*WRITTEN PROBLEM*
Recast the records starting at the line containing "Put a marker on every instance of the short" and ending at the line containing "[(111, 857)]", both included, as a JSON list of strings with one string per line and blank lines omitted.

Entries from a point annotation set:
########

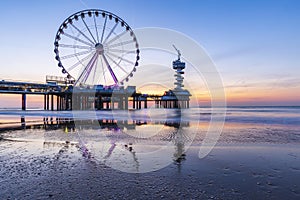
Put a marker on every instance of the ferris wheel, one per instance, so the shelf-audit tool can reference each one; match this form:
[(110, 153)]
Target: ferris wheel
[(96, 47)]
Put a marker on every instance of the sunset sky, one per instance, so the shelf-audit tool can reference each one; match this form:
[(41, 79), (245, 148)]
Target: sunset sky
[(255, 45)]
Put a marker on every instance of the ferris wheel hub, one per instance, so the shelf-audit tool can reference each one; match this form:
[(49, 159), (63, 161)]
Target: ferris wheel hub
[(99, 48)]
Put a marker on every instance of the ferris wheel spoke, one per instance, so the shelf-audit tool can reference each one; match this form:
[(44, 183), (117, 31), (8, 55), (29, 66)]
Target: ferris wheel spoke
[(122, 51), (96, 28), (122, 43), (91, 68), (79, 62), (77, 39), (82, 33), (111, 31), (118, 64), (103, 28), (89, 30), (95, 69), (75, 54), (110, 69), (85, 70), (103, 71), (116, 37), (119, 57), (75, 46)]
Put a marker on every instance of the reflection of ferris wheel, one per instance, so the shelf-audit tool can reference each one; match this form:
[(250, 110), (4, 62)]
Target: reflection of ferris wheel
[(96, 47)]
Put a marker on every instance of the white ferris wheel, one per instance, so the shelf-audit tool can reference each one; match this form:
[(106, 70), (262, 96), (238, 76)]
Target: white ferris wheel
[(96, 47)]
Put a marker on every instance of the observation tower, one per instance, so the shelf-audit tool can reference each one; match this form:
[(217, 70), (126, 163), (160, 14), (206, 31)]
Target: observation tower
[(177, 97)]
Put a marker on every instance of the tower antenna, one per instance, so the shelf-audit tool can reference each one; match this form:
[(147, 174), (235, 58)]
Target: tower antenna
[(179, 54)]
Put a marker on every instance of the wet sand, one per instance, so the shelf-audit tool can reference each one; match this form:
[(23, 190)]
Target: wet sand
[(34, 171)]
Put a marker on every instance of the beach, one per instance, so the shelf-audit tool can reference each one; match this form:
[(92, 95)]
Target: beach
[(56, 155)]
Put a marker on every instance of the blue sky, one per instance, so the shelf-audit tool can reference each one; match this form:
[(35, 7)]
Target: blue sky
[(255, 44)]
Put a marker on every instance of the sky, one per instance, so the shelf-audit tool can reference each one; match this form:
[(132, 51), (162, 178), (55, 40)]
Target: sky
[(255, 45)]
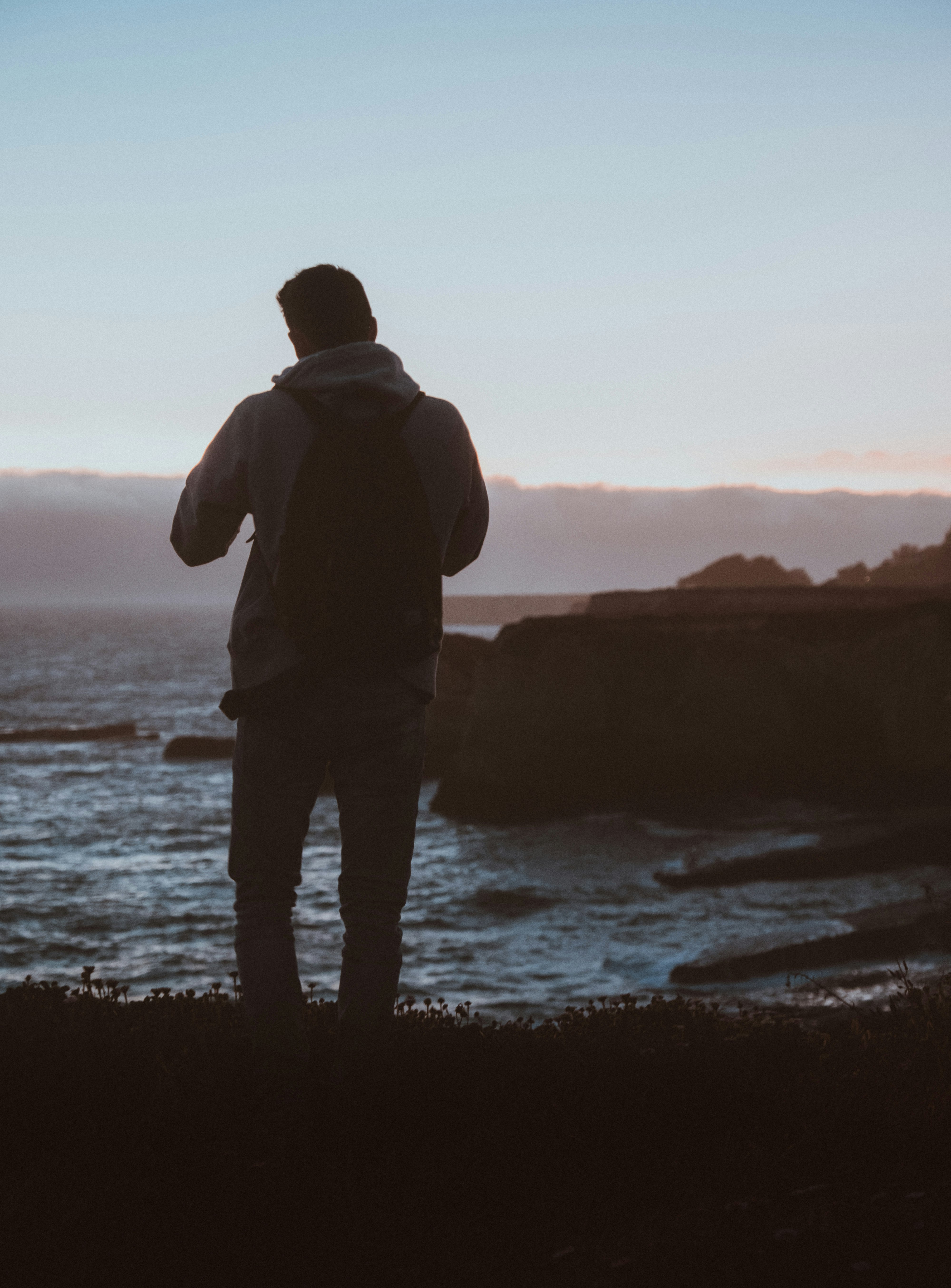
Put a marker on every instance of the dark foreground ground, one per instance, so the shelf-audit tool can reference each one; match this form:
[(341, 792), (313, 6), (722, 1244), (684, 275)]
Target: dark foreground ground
[(623, 1144)]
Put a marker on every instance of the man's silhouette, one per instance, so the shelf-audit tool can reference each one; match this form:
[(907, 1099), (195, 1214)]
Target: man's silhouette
[(362, 493)]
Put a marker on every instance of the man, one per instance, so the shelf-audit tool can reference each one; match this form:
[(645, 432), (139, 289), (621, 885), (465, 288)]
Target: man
[(315, 682)]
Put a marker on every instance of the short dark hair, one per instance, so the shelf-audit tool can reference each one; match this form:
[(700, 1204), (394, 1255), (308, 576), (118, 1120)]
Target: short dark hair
[(327, 304)]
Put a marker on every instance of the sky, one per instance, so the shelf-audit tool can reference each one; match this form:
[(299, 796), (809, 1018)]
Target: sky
[(644, 244)]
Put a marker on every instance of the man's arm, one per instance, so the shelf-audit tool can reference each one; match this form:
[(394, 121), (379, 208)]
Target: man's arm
[(470, 527), (214, 502)]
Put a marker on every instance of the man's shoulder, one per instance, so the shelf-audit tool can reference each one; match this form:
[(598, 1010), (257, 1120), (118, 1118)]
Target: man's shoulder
[(437, 415), (263, 404)]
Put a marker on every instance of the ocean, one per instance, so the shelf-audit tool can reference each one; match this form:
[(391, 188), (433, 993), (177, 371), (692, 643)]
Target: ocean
[(111, 857)]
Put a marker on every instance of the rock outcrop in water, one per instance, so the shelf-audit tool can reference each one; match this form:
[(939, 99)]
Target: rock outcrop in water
[(842, 704), (199, 749), (77, 733), (922, 843), (887, 933), (448, 714)]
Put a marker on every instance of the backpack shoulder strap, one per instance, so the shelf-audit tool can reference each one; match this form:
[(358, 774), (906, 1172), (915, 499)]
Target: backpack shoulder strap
[(312, 407)]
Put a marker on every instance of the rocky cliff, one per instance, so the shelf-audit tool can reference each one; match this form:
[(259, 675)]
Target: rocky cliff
[(589, 713)]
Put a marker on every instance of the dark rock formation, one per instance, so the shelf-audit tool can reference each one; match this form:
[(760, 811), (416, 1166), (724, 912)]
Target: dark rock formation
[(737, 602), (502, 610), (916, 844), (448, 714), (74, 733), (199, 749), (737, 571), (886, 934), (580, 714)]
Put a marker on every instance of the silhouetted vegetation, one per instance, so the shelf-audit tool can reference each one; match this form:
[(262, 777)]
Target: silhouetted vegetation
[(908, 566), (620, 1143), (734, 572)]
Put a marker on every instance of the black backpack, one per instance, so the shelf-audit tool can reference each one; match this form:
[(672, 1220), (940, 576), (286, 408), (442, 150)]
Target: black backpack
[(359, 578)]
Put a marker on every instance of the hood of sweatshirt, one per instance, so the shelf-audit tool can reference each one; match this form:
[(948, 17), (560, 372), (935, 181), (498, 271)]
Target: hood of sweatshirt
[(359, 382)]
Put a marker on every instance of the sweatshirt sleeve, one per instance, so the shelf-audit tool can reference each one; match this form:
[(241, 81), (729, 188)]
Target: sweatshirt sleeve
[(215, 499), (470, 527)]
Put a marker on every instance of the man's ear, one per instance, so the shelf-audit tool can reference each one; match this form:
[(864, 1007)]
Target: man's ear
[(303, 344)]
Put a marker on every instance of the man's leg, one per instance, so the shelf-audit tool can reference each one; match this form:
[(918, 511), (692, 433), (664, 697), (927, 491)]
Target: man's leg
[(378, 769), (280, 762)]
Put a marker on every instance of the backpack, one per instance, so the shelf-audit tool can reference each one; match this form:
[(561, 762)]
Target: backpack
[(359, 575)]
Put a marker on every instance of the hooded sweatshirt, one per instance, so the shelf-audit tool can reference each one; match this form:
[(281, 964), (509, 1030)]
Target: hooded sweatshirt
[(250, 468)]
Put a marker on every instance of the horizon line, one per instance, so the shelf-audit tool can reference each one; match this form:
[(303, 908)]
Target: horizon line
[(508, 480)]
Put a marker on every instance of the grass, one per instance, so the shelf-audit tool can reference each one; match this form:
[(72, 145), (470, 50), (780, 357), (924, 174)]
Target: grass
[(618, 1144)]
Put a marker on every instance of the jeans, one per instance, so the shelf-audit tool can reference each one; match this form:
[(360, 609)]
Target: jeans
[(370, 730)]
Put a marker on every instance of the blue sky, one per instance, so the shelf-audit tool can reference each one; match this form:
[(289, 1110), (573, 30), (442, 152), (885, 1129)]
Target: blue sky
[(641, 244)]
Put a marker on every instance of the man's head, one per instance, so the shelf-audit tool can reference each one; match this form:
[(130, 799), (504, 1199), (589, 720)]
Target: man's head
[(326, 307)]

########

*REPLY*
[
  "Put a marker on every instance of the short dark hair, one per instance, so the shelf-audit tool can reference each one; match this form:",
  "[(700, 1204), (394, 1255), (308, 576), (118, 1120)]",
  "Target: short dark hair",
  "[(327, 304)]",
  "Put a marker on every instance of the sky, one per instance, so the shelf-audit tool can reference each one; match this form:",
  "[(299, 796), (809, 1018)]",
  "Target: sky",
  "[(644, 244)]",
  "Put a marker on every instance of the man's arm, one per instance, so the shelf-audit tool can reference each one; match this form:",
  "[(394, 121), (379, 208)]",
  "Target: man's arm",
  "[(470, 527), (214, 502)]",
  "Put a marker on every instance of the man's shoulder, one per instance, so the shelf-audit tool can reference each one; match this form:",
  "[(598, 1010), (257, 1120), (118, 1118)]",
  "Target: man's shoulder",
  "[(437, 415), (263, 404)]",
  "Put a marker on every instance of the ocean, one per instance, so the shelf-audit tool can reference each one; match this form:",
  "[(391, 188), (433, 993), (177, 371), (692, 643)]",
  "Target: ocean",
  "[(111, 857)]"
]